▸ Task description
The response must reproduce every record below without alteration.

(Point localization data)
++++++

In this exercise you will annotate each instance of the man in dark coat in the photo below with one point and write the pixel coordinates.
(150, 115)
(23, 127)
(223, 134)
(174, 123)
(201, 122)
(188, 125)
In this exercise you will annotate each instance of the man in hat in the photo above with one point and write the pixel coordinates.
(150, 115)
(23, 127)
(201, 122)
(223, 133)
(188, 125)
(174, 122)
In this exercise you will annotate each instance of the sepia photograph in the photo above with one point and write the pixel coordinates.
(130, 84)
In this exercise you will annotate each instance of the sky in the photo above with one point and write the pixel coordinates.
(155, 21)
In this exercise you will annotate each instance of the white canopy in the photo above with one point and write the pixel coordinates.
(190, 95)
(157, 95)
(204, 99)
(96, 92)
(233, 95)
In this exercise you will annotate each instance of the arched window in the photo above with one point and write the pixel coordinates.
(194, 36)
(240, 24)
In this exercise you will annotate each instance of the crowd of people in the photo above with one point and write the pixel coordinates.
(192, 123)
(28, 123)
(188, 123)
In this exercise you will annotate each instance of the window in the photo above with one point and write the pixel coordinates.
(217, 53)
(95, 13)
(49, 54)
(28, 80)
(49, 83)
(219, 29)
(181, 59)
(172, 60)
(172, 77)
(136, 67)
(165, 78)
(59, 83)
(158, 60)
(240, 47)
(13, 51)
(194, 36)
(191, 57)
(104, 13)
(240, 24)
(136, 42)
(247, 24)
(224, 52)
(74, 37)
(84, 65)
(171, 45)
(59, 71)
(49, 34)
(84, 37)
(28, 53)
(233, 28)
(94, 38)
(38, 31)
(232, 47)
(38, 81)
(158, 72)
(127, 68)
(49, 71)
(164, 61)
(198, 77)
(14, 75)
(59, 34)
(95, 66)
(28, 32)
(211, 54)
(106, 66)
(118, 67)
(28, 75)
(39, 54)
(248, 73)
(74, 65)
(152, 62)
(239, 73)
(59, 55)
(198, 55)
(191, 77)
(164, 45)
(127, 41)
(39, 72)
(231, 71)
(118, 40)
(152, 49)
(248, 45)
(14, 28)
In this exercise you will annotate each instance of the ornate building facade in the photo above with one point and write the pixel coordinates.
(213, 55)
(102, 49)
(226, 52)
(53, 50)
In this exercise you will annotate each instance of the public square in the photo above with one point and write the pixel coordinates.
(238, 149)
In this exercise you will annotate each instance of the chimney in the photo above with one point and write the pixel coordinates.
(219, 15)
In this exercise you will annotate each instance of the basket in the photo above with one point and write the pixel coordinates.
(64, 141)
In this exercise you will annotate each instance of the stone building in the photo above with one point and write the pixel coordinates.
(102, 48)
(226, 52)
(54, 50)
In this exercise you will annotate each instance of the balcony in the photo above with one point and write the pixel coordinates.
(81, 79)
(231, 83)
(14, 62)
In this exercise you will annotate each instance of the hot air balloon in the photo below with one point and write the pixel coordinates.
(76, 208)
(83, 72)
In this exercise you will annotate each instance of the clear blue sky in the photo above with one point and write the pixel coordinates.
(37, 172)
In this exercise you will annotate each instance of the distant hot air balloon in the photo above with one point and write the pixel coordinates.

++++++

▸ Answer to the exercise
In this exercise you will annotate each instance of the man in dark coat in the photo below with one point and write the pixel coordinates.
(150, 115)
(23, 127)
(223, 134)
(174, 123)
(201, 122)
(188, 125)
In this exercise you will annotate each instance of the man in hat in the photo above with one point and write the pixel coordinates.
(150, 115)
(23, 127)
(201, 122)
(223, 133)
(188, 125)
(174, 122)
In this exercise you will annotate each instance of the sepia photograph in the photo above with one point and write the pixel coordinates.
(130, 84)
In this exercise you will annotate each instance of the sky in the photo above with one point and write the pixel coordinates.
(155, 21)
In this exercise you will annotate each instance of the white canopy in the photo above with one point and write the pixel coordinates.
(190, 95)
(157, 95)
(204, 99)
(96, 92)
(233, 95)
In this exercise you will annotate each instance of the arched window in the photo above with one point and write the pixel coordinates.
(194, 36)
(240, 24)
In this exercise you will annotate each instance of the crowd of people in the photo above with one point and write the pixel coordinates.
(192, 123)
(28, 123)
(188, 123)
In this exercise you will annotate each instance of the window in the photo above with one point and write the pixel coordinates.
(217, 53)
(95, 13)
(49, 54)
(28, 80)
(49, 83)
(219, 29)
(181, 59)
(172, 60)
(172, 77)
(136, 67)
(165, 78)
(59, 83)
(158, 60)
(240, 47)
(13, 51)
(194, 36)
(191, 57)
(104, 13)
(240, 24)
(136, 42)
(247, 24)
(224, 52)
(74, 37)
(84, 65)
(171, 45)
(59, 71)
(49, 34)
(84, 37)
(28, 53)
(233, 28)
(94, 38)
(38, 31)
(232, 47)
(38, 81)
(158, 72)
(127, 68)
(49, 71)
(164, 61)
(198, 77)
(14, 75)
(59, 34)
(95, 66)
(28, 32)
(211, 54)
(106, 66)
(118, 67)
(28, 75)
(39, 54)
(248, 73)
(74, 65)
(152, 62)
(239, 73)
(59, 55)
(198, 55)
(191, 77)
(164, 45)
(127, 41)
(39, 72)
(231, 71)
(118, 40)
(152, 49)
(248, 45)
(14, 28)
In this exercise you will annotate each instance of the ornate building facade in the photo above with one point and write the pixel coordinates.
(213, 55)
(102, 49)
(226, 52)
(53, 50)
In this exercise you will annotate each instance of the public square in the photo above with one point and write the pixel coordinates.
(238, 149)
In this exercise you will annotate each instance of the chimney in the photo above with one point and write the pixel coordinates.
(219, 15)
In this exercise you will annotate each instance of the basket in the photo above with one point and write the pixel coordinates.
(64, 141)
In this exercise you will annotate each instance of the stone building in the photo above with one point and write the pixel coordinates.
(102, 48)
(226, 52)
(54, 50)
In this exercise you will annotate each instance of the balcony in the photo above with one point and write the pixel coordinates.
(81, 79)
(231, 83)
(14, 62)
In this exercise you will annotate each instance of the hot air balloon in the photo below with one point and write the pixel coordinates.
(76, 208)
(83, 72)
In this exercise you will annotate each instance of the clear blue sky in the photo above with one point and write the pixel coordinates.
(37, 172)
In this exercise you will annotate each instance of the distant hot air balloon in the photo above with one point and write the pixel coordinates.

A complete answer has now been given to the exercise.